::: Texte extrait :::

Alertés, les moudjahidine se sont repliés dans une grotte située près de l'oued Guergour, en contrebas de la ville de Miliana, ajoute le témoin en affirmant également que les combattants de l'ALN avaient livré une grande bataille qui a pris fin le lendemain à l'aube et durant laquelle des dizaines de soldats de Bigeard y ont laissé la vie.

L'ancien moudjahid se souvient d'une "longue nuit de terreur coloniale mais aussi du courage des combattants de l'ALN qui sont tombés en héros durant la nuit du 11 octobre 1957", indiquant que la majorité des martyrs de la bataille de Guergour ne sont pas originaires de Miliana mais de différentes régions du pays ayant servi dans les rangs de l'ALN dans la zone 4 relevant de la Wilaya IV Historique.

L'inhumanité et la sauvagerie poussées à leur extrême

L'enseignant d'histoire à l'université Djilali Bounaama de Khemis Miliana, Abderrahmane Tounsi, confirme l'atrocité des faits liés à la bataille de Guergour. Il relève que la mutilation et l'exposition des corps des dix martyrs de cette bataille sur la place publique reflètent un "comportement de sauvagerie et d'inhumanité" de l'armée coloniale française.

"Le comportement l'armée coloniale française durant la bataille de Guergour, en exposant et mutilant les corps des martyrs, est sauvage et inhumain. Elle n'avait aucun respect pour les morts ni pour les prisonniers de guerre", a souligné M. Tounsi.

::: Segment de données :::

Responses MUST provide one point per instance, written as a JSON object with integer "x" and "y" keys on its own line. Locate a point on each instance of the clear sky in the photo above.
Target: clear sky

:::

# [Parties de l'exercice]
1/ Reproduisez fidèlement le passage de l'extrait sur la bataille de Guergour qui commence par "Alertés, les moudjahidine" et se poursuit jusqu'à "Wilaya IV Historique.".
2/ Dressez la liste des noms de villes et de cours d'eau cités dans l'extrait sur la bataille de Guergour.
3/ D'après l'extrait sur la bataille de Guergour, durant quelle nuit les combattants de l'ALN sont-ils tombés en héros ?
Les données n'ont aucun rôle à jouer ici.

# [Résultats finaux]
1/
Alertés, les moudjahidine se sont repliés dans une grotte située près de l'oued Guergour, en contrebas de la ville de Miliana, ajoute le témoin en affirmant également que les combattants de l'ALN avaient livré une grande bataille qui a pris fin le lendemain à l'aube et durant laquelle des dizaines de soldats de Bigeard y ont laissé la vie.

L'ancien moudjahid se souvient d'une "longue nuit de terreur coloniale mais aussi du courage des combattants de l'ALN qui sont tombés en héros durant la nuit du 11 octobre 1957", indiquant que la majorité des martyrs de la bataille de Guergour ne sont pas originaires de Miliana mais de différentes régions du pays ayant servi dans les rangs de l'ALN dans la zone 4 relevant de la Wilaya IV Historique.

2/ oued Guergour, Miliana, Khemis Miliana

3/ Durant la nuit du 11 octobre 1957.